REQUIRED TASK →
Extend the passage below on public pension underfunding and the actuaries' discount rate dispute, picking up right after its final sentence.

SOURCE TEXT →
**********

The Actuary Civil War of 2016 that broke out this past summer between the Society of Actuaries and American Academy of Actuaries is emblematic of the challenge facing public sector pension funds in America today. There is considerable consensus that public plans are grossly underfunded. According to their own actuarial reports, the largest pension plans run by the 50 states had a cumulative overfunded position in 2001 that collapsed into roughly $1 trillion in unfunded liabilities by 2014. There is profoundly less consensus on what factors have caused this underfunding to emerge and whether actuarial valuations are accurately reflecting the true health (or lack thereof) of American pension plans.

Consider that at the heart of the Actuary Civil War is a disagreement over discount rate policy. Historically public sector pension funds have used their assumed rate of return on assets to discount accrued liabilities. This flies in the face of how financial economics understands risk, which would suggest calculating the value of accrued pension liabilities should be relative to the risk of liabilities, not the risk of the plan assets. The debate is important because if public plans were to use market based liability values, total unfunded liabilities for the biggest state plans combined would likely be closer to $3 trillion or $5 trillion.

**********

GIVEN DATA →
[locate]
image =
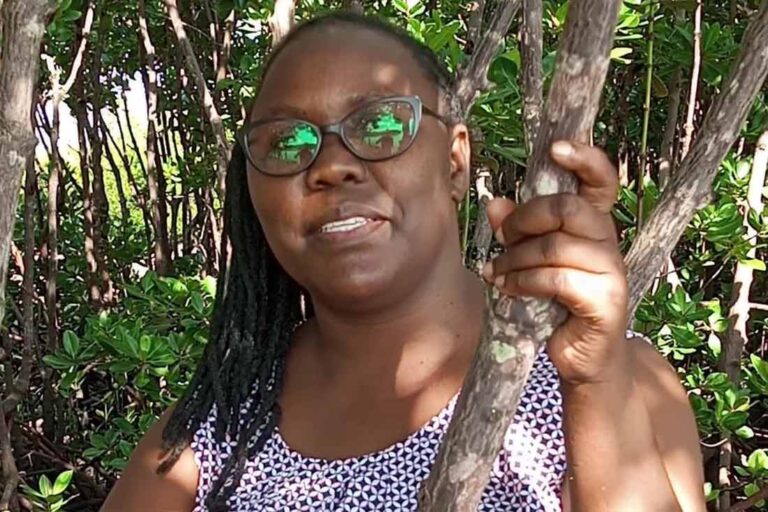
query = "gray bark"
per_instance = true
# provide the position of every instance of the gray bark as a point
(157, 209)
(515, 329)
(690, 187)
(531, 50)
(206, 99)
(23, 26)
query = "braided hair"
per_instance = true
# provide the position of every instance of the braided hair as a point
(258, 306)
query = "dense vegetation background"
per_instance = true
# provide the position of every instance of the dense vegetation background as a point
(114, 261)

**********

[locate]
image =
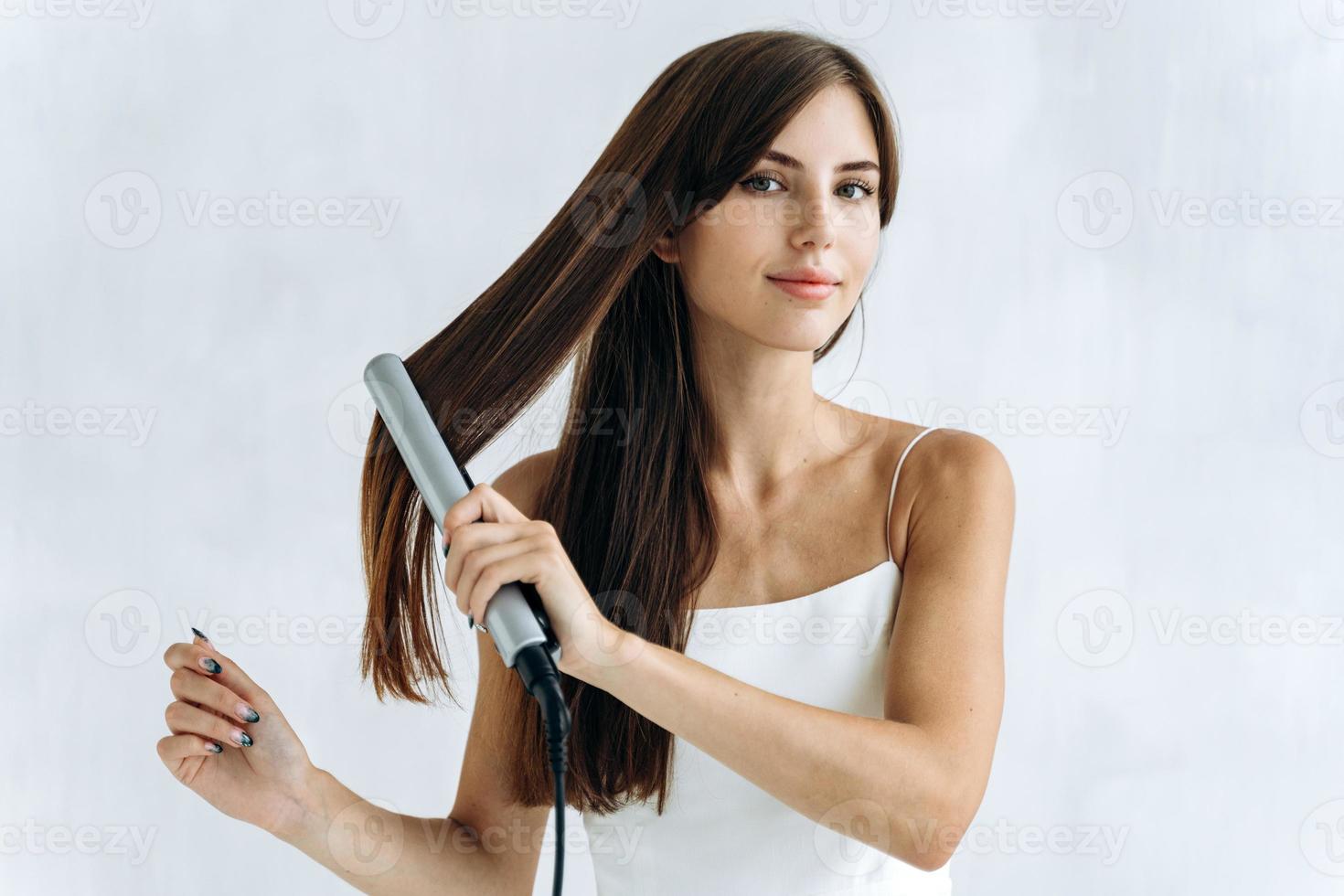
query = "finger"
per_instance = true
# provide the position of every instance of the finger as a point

**********

WRITTEN RESPONSE →
But there is a puzzle here: from the financial economics view of the world, pension funds explicitly choosing inappropriate discount rates have tacitly been underfunding their pension obligations for years by underreporting unfunded liabilities. Excessively high discount rates are therefore a proximate cause of at least part of the nation’s unfunded liability growth problem. Thus, we could argue that low funded ratios for public sector pension plans are in part caused by inappropriate discount rate policies.

However, should a given pension fund decide to lower its discount rate (whether or not they are embracing a financial economics approach to valuing liabilities), the result would be the fund reporting a higher value of accrued liabilities, a higher recognized amount of unfunded liabilities, and then a lower reported funded ratio. We know that as assumed rates of return have fallen over the past decade, so too have discount rates — the average discount rate used by public plans has fallen from more than 8% at the turn of the century to around 7.25% as of 2015. Thus, we could also argue that low funded ratios for public sector pension plans are in part caused by more appropriate discount rate policies.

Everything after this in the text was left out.